• REQUIRED ACTION: Could you return the listing below exactly, with every line intact?

• SOURCE RECORDS:

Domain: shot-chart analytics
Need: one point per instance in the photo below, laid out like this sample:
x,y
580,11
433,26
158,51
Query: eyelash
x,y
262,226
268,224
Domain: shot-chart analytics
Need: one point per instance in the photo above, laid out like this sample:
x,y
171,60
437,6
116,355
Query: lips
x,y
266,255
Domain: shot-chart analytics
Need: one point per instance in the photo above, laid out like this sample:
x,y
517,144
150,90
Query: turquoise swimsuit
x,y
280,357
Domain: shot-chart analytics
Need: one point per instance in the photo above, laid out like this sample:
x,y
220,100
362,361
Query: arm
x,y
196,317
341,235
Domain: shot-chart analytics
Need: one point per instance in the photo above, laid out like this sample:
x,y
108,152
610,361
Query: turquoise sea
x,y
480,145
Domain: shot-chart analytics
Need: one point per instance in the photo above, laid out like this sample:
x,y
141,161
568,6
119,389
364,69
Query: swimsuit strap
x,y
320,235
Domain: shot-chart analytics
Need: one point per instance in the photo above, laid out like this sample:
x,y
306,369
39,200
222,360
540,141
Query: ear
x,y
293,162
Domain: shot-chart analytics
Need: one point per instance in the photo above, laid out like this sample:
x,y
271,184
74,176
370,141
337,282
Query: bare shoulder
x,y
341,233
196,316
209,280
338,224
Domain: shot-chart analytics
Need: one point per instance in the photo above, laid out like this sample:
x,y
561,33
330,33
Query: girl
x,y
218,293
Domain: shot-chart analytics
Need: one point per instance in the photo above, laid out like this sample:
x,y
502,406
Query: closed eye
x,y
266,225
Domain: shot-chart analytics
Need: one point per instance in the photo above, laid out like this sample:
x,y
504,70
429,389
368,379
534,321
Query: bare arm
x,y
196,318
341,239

• EXERCISE OUTPUT:
Domain: shot-chart analytics
Need: one point per instance in the photo below, laid out like this sample:
x,y
580,11
433,26
158,51
Query: eyelash
x,y
262,226
268,224
Domain: shot-chart analytics
Need: one point per instance in the photo above, laid out like this sample:
x,y
171,60
437,6
116,355
Query: lips
x,y
266,255
Domain: shot-chart analytics
Need: one point per instance in the photo above, laid out like this sample:
x,y
517,144
150,90
Query: turquoise swimsuit
x,y
280,357
Domain: shot-chart analytics
Need: one point per instance in the photo above, laid out like this sample:
x,y
220,100
362,361
Query: arm
x,y
196,317
341,235
Domain: shot-chart analytics
Need: one point per instance in the photo above, laid out like this sample:
x,y
108,152
610,361
Query: turquoise sea
x,y
480,145
Domain: shot-chart analytics
Need: one point per instance in the photo above, laid out like this sample:
x,y
141,161
568,6
119,389
364,69
Query: swimsuit strap
x,y
320,235
Domain: shot-chart analytics
Need: one point per instance in the photo above, laid out like this sample:
x,y
306,369
39,200
222,360
540,141
Query: ear
x,y
293,162
Domain: shot-chart analytics
Need: one point per instance in the photo above, laid out like this sample:
x,y
271,184
74,176
370,141
337,282
Query: bare shoulder
x,y
341,233
196,316
209,280
338,224
Domain: shot-chart analytics
Need: one point per instance in the photo above, laid out like this sample:
x,y
561,33
330,33
Query: girl
x,y
218,293
Domain: shot-chart analytics
Need: one point per instance in the photo above, laid out like this sample:
x,y
502,406
Query: closed eye
x,y
266,225
Domain: shot-chart analytics
Need: one point per instance in the photo above, laid out like this sample:
x,y
504,70
429,389
368,379
534,321
Query: bare arm
x,y
196,318
341,239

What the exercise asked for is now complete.